■ Problem:
Each entry that follows must be output without any deviation.

-------- Data records

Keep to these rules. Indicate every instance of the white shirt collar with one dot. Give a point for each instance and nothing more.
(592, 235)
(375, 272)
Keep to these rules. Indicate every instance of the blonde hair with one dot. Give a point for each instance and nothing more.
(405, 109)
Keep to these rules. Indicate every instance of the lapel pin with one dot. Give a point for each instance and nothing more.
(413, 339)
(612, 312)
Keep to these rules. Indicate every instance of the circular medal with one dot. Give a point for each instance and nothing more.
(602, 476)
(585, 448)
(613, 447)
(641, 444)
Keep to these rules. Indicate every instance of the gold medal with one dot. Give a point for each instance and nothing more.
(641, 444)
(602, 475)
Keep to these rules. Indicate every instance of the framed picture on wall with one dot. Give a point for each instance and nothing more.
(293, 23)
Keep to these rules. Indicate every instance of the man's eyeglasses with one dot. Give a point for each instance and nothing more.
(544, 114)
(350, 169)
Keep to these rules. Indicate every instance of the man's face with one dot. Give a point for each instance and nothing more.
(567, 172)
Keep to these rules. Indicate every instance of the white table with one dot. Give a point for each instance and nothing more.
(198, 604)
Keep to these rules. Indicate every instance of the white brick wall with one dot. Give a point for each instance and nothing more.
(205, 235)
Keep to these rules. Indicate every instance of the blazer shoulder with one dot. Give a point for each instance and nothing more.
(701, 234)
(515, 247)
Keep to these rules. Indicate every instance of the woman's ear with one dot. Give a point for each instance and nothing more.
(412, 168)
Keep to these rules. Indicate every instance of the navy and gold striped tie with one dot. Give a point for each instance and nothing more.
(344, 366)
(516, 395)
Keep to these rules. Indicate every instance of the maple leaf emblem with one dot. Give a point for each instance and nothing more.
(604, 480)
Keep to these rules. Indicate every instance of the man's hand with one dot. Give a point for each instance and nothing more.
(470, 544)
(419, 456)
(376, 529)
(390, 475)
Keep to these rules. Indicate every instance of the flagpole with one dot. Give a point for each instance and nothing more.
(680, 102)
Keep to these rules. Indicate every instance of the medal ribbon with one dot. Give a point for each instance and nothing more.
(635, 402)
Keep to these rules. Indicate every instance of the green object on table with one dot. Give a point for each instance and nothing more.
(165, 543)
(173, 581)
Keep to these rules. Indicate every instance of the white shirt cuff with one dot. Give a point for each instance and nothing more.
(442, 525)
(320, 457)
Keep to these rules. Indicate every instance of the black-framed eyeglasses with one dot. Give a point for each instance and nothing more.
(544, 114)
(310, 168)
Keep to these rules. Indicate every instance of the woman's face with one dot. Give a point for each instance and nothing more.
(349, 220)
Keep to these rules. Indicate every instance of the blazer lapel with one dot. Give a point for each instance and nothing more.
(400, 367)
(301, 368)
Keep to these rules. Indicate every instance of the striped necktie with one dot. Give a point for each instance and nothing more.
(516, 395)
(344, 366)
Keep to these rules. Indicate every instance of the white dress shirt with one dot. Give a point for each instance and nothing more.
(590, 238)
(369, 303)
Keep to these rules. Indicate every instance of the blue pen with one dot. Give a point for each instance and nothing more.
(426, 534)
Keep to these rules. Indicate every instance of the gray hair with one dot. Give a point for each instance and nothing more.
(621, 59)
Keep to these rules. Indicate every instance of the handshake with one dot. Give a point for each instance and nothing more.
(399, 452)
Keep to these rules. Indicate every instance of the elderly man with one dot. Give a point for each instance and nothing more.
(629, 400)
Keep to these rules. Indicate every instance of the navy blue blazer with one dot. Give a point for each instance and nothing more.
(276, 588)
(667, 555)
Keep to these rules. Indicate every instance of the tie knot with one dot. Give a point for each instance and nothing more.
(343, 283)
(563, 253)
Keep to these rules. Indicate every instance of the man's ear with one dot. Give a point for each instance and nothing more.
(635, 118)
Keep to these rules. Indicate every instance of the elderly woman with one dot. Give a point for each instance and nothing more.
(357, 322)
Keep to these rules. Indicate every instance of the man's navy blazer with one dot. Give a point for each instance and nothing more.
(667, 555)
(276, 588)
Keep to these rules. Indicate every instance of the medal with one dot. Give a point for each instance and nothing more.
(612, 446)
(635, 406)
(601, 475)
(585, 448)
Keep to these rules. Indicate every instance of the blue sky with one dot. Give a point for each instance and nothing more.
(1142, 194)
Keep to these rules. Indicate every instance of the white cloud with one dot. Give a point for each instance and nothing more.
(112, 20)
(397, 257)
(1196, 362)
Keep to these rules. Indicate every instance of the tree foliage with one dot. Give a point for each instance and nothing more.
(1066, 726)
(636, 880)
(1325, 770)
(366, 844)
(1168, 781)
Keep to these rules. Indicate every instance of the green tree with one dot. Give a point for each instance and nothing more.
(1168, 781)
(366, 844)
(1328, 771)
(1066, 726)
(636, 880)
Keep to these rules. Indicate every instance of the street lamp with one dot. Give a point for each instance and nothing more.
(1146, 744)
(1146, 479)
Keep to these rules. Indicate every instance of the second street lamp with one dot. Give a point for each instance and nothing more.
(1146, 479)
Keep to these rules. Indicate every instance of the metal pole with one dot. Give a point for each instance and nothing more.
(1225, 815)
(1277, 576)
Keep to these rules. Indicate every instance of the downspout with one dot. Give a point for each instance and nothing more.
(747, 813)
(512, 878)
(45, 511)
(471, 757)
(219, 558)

----------------

■ Answer to this problem:
Keep to these rules. Indicate every instance of the white shirt collar with one dot. Give a point for each instance and nothing more.
(592, 235)
(375, 272)
Keep to these rules. Indicate every instance of the blonde hair with one dot. Give a point for each instance and nothing more.
(405, 109)
Keep to these rules. Indicate every instance of the lapel pin with one dot. Give a point for each instance and nothing more.
(413, 339)
(612, 312)
Keep to these rules. Indicate every instance of the circular medal with one dot. Give a point for each instance and nothing more.
(602, 476)
(585, 448)
(613, 447)
(641, 444)
Keep to these rules. Indicate every instance of the gold medal with one dot. Give a point for each instance and nothing more.
(641, 444)
(602, 475)
Keep to these rules. Indicate every instance of the framed picture on wall with one dot. Give a point for each instance and nothing more.
(293, 23)
Keep to these rules. Indicate every instance of the man's eyeglasses with one dot. Give a point for each instance and nothing more.
(544, 114)
(350, 169)
Keep to these rules. Indicate every instance of the man's face with one dot. Give a point for each instance and nothing more.
(567, 172)
Keep to these rules. Indicate every instance of the white table with one dot. Give a point for each instance and nothing more.
(198, 604)
Keep to these rules. Indicate every instance of the white brick wall with one dot. Give a point for each instance and nothing more.
(205, 235)
Keep to these rules. Indicate every instance of the blazer shoulder with one dot. Give a point for each instance and nothing more.
(701, 234)
(515, 247)
Keep to these rules. Indicate every instance of the woman's ear with one dot. Give a point for each instance and nothing more.
(412, 168)
Keep to these rules. Indicate every instance of the navy and gold striped tie with one dot. Give a point for each instance and nothing more.
(344, 366)
(516, 395)
Keep to these rules. Indicate every instance of the maple leaf emblem with one dot. Give a point for each instance and nothing more.
(604, 480)
Keep to these rules. Indicate every instance of the man's hand with one dot. Give a point for each instance and nothing more.
(470, 544)
(419, 456)
(376, 529)
(390, 475)
Keep to these rules. Indicate every instance of the flagpole with one dot. Give a point for each instance and nothing more.
(680, 102)
Keep to these rules. Indicate every instance of the medal ribbon with one dot. Give a point for each instance and nothing more.
(635, 402)
Keep to these rules. Indicate every instance of the green object on table with one dot. Give a point for each instance and nothing more.
(165, 543)
(173, 581)
Keep to these rules. Indicate every instance of the white shirt cuff with one dot. Give a point for each instance and nothing more.
(442, 525)
(320, 457)
Keep to these rules. Indicate every instance of the black-framed eyeglasses with one dot. Give a point for each instance and nothing more.
(544, 114)
(310, 168)
Keep to these rules. Indicate every instance of the woman's face with one dot. Give a point for each instance and nothing more.
(349, 220)
Keep to these rules. Indicate every instance of the blazer lapel with one dot. Give a point for each instance and nothing more.
(400, 367)
(301, 368)
Keep to these rules. Indicate every instance of the striped necktie with one dot. Give a point for each instance and nothing more.
(516, 395)
(344, 366)
Keep to these rules. Indicate every instance of the white dress shirt with one dot. Give a point for each instance and nothing more.
(590, 238)
(369, 303)
Keep to these rules. Indicate every instance of the blue pen with one dot. Give a point for each instance and nothing more.
(426, 534)
Keep to these rules. Indicate every instance of the gray hair with one dot. Give a point for each instance and nothing more.
(621, 59)
Keep to these rules. Indicate every instance of the handshake with one dot. Give a point for each instance and nothing more.
(399, 452)
Keep to these rules. Indicate every instance of the elderly man with one dot. Give a point for each instance and nothing more.
(629, 400)
Keep to these rules. Indicate every instance of the navy blue blazer with one dot. Give a point for each instance and nothing more.
(276, 588)
(667, 555)
Keep to these rules. Indicate every instance of the tie knot with one dot. Give a point for each instance and nothing more.
(343, 283)
(563, 253)
Keep to these rules. Indicate every instance of the man's ear with one dot. Give a point for each instance and nothing more.
(635, 118)
Keep to these rules. Indicate every instance of the elderly woman with one dot. Give a point for each instance and nothing more.
(357, 322)
Keep to these rules. Indicate every instance of the man's navy blazer with one dot. Give a point for each instance and nothing more.
(667, 555)
(276, 588)
Keep to these rules. Indicate every instance of the medal with one dot. Give a point for each instance and nothing more.
(612, 446)
(635, 406)
(601, 475)
(585, 448)
Keep to these rules. Indicate every instance of the blue sky with one dot. Give a point for each instance and nothing more.
(1142, 194)
Keep to these rules. Indicate every instance of the white cloud with one dot. Give a point for each instance and nothing more.
(112, 20)
(397, 257)
(1196, 362)
Keep to these rules. Indicate every instance of the tree foliage with one dot. Give a point for each instance and nothing more.
(1066, 726)
(636, 880)
(1325, 770)
(366, 844)
(1168, 781)
Keep to these rules. Indicate every instance of the green tree with one dot. Give a point for each instance and nothing more.
(1168, 781)
(366, 844)
(1328, 771)
(1066, 726)
(636, 880)
Keep to these rules. Indicate every instance of the street lamp with one dot. Give a point for each instance and nothing more.
(1146, 744)
(1146, 479)
Keep to these rules. Indicate every instance of the second street lamp with one dot. Give a point for each instance and nothing more.
(1146, 479)
Keep to these rules. Indicate every instance of the metal pole with one dot. Give a point for each instance and nothing more.
(1225, 815)
(1277, 576)
Keep to these rules. Indicate every instance of the downspout with one dot. Give a point for each instance and nothing more.
(747, 813)
(512, 878)
(45, 511)
(471, 757)
(219, 558)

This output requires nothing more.